* [Passage given]
Once we can successfully model arbitrary types, we can attach them to Symbols (representing variables/functions) and Values (both Instructions and Phi’s). Every constructor of every Value shall have a line of code which calculates its type based on the given arguments. The calculation itself is best delegated to the type hierarchy:

AddInstruction::AddInstruction(ValuePtr x, ValuePtr y)
    :Instruction()
{   
    m_args.append(x);
    m_args.append(y);
    m_type = x->type()->add(y->type());
}

Should the types be incompatible, the Instruction will be of the ErrorType, which can hold a message describing the error. Now, it becomes possible for the Parser to always generate an Instruction without first checking the validity of the operation. The validity check is left up to an Instruction’s constructor, which in turn delegates the check to the type hierarchy, by calling a type composition function on its argument’s types.

But how/when do you detect the errors?

We add to the Parser another helper function: issue which will append to the List<Instruction> any Instruction which has a non-Error type. Should the Parser attempt to issue an erroneous instruction, it can report the corresponding error message and then quit (or resume).

Designator Digression

Because a designator may appear on either the right-hand side of an assignment or the left-hand side in an expression, the grammar rule for designator has some subtle complexities that require this digression. Let’s tabulate a few examples, to explore the territory.

Statement Description Result Type and Reason
a[4] =      Non-SSA on LHS Address(Integer) to receive the value stored.
     = a[4]; Non-SSA on RHS Integer which provides a value.

* [Written problem 1] According to the passage on compiler types, what type does an Instruction get when its argument types are incompatible?
* [Written problem 2] Replace "subtle complexities" with "hidden complexities" in the passage on compiler types, and write out the stretch from "Designator Digression" through "explore the territory.".
* [Written problem 3] Add the next part of the passage on compiler types, starting after its last line.

* [Records shown]
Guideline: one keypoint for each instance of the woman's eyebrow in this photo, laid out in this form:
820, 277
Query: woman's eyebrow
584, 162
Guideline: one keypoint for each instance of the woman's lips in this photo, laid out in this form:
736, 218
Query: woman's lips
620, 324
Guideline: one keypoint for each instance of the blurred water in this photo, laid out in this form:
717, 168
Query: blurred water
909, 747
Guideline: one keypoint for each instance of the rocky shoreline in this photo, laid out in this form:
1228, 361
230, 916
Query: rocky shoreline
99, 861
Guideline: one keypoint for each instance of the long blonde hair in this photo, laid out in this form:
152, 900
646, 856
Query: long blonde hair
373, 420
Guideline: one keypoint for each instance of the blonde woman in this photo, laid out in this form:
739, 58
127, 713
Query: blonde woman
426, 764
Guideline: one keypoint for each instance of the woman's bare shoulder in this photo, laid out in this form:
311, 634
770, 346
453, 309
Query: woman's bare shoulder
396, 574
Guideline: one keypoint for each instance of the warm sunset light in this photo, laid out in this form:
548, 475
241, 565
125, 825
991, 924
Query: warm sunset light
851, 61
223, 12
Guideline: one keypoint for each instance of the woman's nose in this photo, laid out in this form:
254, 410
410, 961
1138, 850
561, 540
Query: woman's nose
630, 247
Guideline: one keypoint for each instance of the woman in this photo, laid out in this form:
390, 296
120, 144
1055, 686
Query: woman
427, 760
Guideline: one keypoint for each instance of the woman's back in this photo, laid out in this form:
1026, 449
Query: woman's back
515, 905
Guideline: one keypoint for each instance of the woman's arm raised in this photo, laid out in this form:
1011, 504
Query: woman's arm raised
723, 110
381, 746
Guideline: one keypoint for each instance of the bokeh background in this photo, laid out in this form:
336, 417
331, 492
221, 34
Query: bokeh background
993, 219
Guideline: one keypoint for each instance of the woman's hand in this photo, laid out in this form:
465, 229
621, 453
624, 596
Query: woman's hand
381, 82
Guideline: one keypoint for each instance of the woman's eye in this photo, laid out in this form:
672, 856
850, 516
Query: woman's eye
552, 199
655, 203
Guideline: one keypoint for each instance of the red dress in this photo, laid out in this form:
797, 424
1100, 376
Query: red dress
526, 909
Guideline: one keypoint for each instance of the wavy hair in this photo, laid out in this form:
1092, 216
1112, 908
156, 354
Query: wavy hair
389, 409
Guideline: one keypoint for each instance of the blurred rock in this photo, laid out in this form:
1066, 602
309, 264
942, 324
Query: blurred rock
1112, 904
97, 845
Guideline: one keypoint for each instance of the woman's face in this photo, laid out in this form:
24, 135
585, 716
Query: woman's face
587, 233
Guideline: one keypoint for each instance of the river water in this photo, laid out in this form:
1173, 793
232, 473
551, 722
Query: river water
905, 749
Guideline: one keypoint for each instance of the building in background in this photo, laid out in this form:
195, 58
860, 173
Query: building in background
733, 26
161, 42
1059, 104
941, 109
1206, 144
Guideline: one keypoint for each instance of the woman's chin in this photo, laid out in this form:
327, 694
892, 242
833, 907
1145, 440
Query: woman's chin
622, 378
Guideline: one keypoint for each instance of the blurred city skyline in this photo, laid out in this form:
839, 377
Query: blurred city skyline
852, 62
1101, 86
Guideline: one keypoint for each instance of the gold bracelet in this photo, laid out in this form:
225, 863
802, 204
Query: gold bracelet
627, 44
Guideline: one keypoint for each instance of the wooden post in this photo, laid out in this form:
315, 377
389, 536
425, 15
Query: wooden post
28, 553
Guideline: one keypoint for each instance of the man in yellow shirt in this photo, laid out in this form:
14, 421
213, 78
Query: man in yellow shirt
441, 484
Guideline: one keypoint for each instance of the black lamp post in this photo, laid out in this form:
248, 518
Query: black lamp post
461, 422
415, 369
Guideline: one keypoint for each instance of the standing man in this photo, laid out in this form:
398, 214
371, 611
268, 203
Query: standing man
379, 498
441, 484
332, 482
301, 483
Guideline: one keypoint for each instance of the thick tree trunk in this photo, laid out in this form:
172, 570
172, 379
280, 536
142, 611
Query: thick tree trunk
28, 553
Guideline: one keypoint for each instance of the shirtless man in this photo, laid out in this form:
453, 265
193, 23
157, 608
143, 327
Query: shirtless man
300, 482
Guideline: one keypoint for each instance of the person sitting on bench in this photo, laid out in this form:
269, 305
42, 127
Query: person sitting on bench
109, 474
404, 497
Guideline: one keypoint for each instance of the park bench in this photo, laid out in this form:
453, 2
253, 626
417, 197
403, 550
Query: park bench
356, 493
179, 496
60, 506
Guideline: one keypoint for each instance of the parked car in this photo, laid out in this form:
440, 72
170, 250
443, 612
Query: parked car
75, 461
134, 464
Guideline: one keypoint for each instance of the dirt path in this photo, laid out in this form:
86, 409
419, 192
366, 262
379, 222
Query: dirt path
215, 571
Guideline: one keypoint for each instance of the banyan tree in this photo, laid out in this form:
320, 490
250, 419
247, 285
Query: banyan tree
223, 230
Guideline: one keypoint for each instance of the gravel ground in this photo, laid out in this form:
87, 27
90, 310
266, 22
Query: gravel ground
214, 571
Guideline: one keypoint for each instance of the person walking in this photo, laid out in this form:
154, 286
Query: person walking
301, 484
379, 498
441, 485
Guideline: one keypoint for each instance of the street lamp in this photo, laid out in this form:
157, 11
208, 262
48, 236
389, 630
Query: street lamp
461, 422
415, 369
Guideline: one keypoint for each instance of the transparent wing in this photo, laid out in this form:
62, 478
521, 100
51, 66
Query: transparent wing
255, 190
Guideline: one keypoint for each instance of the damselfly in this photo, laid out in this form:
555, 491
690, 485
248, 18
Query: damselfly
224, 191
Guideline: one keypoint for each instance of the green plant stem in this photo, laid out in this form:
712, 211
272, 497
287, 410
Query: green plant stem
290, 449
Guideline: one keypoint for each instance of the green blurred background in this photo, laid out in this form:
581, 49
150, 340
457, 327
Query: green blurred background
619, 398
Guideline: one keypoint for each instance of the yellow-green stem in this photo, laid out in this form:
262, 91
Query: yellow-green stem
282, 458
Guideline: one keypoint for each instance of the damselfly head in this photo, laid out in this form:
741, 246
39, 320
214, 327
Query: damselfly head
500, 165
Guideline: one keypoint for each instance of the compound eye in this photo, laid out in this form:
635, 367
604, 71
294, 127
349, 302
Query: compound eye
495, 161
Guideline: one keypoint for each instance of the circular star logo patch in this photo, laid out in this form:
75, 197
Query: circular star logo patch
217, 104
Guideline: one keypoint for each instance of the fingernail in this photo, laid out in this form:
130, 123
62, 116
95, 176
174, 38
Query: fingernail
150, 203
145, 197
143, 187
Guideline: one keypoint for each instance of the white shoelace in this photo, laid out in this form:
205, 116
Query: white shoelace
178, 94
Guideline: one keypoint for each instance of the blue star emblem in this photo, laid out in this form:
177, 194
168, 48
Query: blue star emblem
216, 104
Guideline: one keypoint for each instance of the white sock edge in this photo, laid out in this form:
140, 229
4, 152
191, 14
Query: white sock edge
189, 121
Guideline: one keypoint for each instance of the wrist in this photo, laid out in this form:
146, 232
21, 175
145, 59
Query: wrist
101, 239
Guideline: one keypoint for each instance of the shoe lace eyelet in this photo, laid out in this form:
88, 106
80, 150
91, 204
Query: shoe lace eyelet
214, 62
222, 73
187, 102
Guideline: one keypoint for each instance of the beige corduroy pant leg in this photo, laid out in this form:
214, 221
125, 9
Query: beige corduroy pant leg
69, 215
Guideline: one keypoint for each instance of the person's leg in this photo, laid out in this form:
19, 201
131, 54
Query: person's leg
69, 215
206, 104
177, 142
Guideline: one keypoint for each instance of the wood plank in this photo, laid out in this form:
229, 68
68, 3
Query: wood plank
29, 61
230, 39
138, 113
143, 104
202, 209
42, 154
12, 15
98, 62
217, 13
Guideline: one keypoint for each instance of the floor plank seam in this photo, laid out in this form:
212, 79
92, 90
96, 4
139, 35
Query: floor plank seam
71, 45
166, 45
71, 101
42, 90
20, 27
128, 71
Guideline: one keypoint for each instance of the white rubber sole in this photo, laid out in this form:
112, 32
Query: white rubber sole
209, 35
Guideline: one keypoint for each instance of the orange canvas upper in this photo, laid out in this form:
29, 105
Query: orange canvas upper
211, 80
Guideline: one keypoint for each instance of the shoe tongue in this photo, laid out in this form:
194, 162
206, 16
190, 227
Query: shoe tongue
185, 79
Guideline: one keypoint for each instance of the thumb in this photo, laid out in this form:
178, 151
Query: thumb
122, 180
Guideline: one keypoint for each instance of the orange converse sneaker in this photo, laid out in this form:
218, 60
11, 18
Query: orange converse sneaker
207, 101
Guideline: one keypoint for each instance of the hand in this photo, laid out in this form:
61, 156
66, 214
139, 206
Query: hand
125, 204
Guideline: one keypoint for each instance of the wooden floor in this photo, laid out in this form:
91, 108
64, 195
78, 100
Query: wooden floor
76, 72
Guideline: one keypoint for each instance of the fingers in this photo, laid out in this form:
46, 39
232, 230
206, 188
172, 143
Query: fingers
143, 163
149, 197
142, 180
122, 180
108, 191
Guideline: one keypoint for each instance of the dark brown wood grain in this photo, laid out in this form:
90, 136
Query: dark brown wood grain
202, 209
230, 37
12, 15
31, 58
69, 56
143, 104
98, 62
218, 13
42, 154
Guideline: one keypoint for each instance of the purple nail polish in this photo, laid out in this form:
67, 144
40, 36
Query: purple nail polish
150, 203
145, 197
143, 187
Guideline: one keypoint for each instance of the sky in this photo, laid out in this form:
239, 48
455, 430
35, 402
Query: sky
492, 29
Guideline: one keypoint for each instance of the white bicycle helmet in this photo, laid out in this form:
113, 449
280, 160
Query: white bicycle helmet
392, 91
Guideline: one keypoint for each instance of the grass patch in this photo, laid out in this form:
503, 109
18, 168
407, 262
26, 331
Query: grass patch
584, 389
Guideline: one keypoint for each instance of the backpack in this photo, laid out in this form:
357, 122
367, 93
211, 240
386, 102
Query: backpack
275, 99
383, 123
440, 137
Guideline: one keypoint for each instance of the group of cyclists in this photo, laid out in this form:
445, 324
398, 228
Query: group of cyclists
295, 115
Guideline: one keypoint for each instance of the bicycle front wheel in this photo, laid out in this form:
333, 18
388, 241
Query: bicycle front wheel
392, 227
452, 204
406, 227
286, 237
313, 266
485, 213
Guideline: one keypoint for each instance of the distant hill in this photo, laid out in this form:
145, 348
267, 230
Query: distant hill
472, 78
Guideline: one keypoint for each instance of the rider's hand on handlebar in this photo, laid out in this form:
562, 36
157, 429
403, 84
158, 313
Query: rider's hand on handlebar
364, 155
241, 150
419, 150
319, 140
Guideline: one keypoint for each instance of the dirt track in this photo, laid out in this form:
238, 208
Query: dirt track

* [Expected output 1] The ErrorType, which can hold a message describing the error.

* [Expected output 2]
Designator Digression

Because a designator may appear on either the right-hand side of an assignment or the left-hand side in an expression, the grammar rule for designator has some hidden complexities that require this digression. Let’s tabulate a few examples, to explore the territory.

* [Expected output 3]
   a =      SSA on LHS No instruction issued. Be careful to leave updating the defining Instruction (from the RHS) in the StateVector to the Parser method for AssignmentStatement.
     = a; SSA on RHS No instruction issued, return the defining instruction found in the StateVector

Inspecting the table for some patterns, we notice that the designator shall be easier to write if it’s given knowledge of which side of an assignment it appears on. We may accomplish this by passing to designator such a flag: enum Side {LeftHandSide, RightHandSide}. Armed with this knowledge does not alleviate all issues, however.

We should also take notice that in only one of these cases (SSA on LHS) should the designator take no action. In all other cases, designator must return an Instruction. After some thought, I could find no way of avoiding some cooperation with assignmentStatement. It would not be sufficient for designator to return a NULL to signal AssignmentStatement that the SSA mapping should be updated, because AssignmentStatement needs to know which Symbol to be update in the StateVector. For this reason, I opted for creating a special pseudo-instruction, SymbolInstructon, which is never issued to the instruction stream, and serves only to communicate the situation (SSA on LHS) to AssignmentStatement through an Instruction return type (forced by the other three cases).

Back to the Types

Let’s see how this approach solves the rest of the inlining issues.

Step 2. Check that the identifier’s name is present in the symbol table, and signal a ‘use before definition’ if not.
We delegate variable lookup to a helper method tryResolve, which reports an error if a name could not be found in the SymbolTable. This guarantees that we have a valid symbol upon which to operate. It is ok for this Symbol to appear on the left hand side of an assignment, so we delegate the ‘use before definition’ check to another method, lookupValue, which inspects the StateVector for the Symbol’s defining Instruction. It signals an error if the Symbol is bound to Uninitialized.

Step 3. Issue a LoadAddress if the identifier is an array or other non-SSA variable, otherwise return the SSA binding.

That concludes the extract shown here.